§ **Supplied passage**:

*** Begin section ***

Celia Rees has written a lot of young adult historical fiction novels, but this is her first for adults. Based on this book I will definitely be looking forward to reading more from her in the future.

Using the idea of recipe as code was a very clever touch. There were plenty of examples of delicious sounding recipes mentioned, but this was also in the immediate aftermath of the war. There were shortages everywhere, and so there were also several recipes that I would be happy to never have to eat.

When I was reading the book I was trying to come up with how I was going to include a recipe for this post. There were a couple of recipes in the book that I have made before and shared on the blog including Lebkuchen (recipe here) and Apfelkuchen (recipe here) but the one that I decided to post is Bienenstich or Beesting Cake. I made it a while ago using this recipe from the Queen website. It's an unusual cake as it is made from brioche dough rather than cake but the combination with the custard was delicious.

Beesting Cake

2 cups (500ml) full cream milk
4 tsp Vanilla Bean Paste
6 large egg yolks (approx. 110g)
½ cup (110g) caster sugar
1/3 cup (50g) corn flour
45g butter, room temperature

½ cup (125ml) lukewarm milk
¼ cup (55g) caster sugar
1 ½ tsp dried yeast
2 cups (300g) plain flour
50g unsalted butter, softened
1 tsp Vanilla Bean Paste
2 large egg yolks
1 large egg

70g unsalted butter
¼ cup (55g) caster sugar
2 tbsp honey
1 tbsp thickened cream
1 cup (120g) flaked almonds

For the Custard

1. Place milk, and Vanilla Bean Paste in a large saucepan over a low heat and bring to a simmer. Remove from heat and set aside.

2. Combine egg yolks, sugar and corn flour in a large bowl and whisk to form a thick paste. Add a few tablespoons of warm milk mixture to thin out the mixture if necessary.

3. Slowly add half a cup of milk at a time to the egg mixture while whisking. Continue until all the milk has been added. Pour mixture back into saucepan over a low heat and bring to the boil, stirring constantly. Once mixture starts to boil, keep mixing for 1 minute and then remove from the heat and pour into a clean bowl.

4. Place a piece of cling wrap directly over the pastry cream and allow to cool for 30 minutes before whisking through butter. Allow to cool completely, before refrigerating until chilled.

*** End section ***

§ **Task to carry out**: According to the book review, why did the book include several recipes that the writer would be happy to never have to eat?

§ **Referring expression data**:

*** Begin section ***

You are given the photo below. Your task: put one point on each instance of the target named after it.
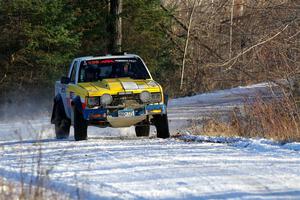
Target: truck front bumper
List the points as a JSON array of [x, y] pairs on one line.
[[102, 114]]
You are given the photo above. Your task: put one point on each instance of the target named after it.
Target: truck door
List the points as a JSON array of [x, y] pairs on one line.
[[68, 94]]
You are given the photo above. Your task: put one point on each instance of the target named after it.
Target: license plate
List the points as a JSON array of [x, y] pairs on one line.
[[126, 113]]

*** End section ***

§ **Result**: The book was set in the immediate aftermath of the war, when there were shortages everywhere.